> [EXTRACTED RECORDS]
——
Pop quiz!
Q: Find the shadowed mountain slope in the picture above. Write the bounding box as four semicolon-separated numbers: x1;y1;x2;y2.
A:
——
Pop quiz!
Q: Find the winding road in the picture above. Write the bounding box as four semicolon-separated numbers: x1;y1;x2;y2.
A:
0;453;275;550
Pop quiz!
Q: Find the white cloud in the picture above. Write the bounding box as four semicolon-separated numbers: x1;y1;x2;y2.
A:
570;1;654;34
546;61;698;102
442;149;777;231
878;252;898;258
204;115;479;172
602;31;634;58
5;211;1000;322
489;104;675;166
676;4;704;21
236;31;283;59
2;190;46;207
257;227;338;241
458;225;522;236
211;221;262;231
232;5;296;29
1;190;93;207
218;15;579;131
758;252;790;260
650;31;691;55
——
> [DIRECTIONS] Find the word "above" in the records, and report each line that has it.

> [SOLUTION TO THIS EXERCISE]
Q: Find the shadowed mountain slope in the picture above. Write the bounding box as four semicolon-separated numbers: x1;y1;x2;y2.
Q: Find the winding road in the picture above. Write the bounding box as four semicolon-separated numbers: x1;y1;x2;y2.
Q: Find the white cloud in the picture above. Write the bounding box as four semicolon-separated numbers: x1;y1;x2;y2.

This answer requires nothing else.